WORK TO COMPLETE: Report how many lines of the listing below contain the string "solar", where case counts. Reply with the number alone.

_ _ _ _ _

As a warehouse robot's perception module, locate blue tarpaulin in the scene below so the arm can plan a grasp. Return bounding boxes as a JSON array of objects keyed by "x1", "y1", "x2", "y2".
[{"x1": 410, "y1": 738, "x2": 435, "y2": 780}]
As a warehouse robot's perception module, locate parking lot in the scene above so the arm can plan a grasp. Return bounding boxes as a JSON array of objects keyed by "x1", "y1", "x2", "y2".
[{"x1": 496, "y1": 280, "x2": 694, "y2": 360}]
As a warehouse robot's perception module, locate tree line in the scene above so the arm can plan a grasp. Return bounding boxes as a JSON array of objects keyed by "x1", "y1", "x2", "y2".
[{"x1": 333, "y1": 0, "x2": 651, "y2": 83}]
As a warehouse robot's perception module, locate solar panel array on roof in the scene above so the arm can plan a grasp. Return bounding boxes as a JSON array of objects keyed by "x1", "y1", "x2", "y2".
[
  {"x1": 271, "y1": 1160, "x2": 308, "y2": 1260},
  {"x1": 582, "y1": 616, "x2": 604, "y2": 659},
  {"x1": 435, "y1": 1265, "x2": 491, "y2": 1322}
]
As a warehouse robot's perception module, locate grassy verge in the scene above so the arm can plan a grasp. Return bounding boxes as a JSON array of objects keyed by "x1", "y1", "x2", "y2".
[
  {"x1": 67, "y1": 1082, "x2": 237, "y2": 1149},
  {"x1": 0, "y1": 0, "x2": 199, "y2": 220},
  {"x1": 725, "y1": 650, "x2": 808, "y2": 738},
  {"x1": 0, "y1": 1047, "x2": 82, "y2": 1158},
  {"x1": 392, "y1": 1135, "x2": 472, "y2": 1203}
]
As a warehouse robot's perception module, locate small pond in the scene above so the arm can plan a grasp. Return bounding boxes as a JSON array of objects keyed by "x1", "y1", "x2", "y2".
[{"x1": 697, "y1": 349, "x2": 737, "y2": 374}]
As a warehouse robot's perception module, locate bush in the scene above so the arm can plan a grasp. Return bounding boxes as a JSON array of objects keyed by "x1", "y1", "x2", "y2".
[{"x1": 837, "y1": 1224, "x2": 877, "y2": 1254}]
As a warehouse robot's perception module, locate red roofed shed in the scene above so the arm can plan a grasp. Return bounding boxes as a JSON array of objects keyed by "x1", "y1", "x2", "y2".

_ _ _ _ _

REPLY: 1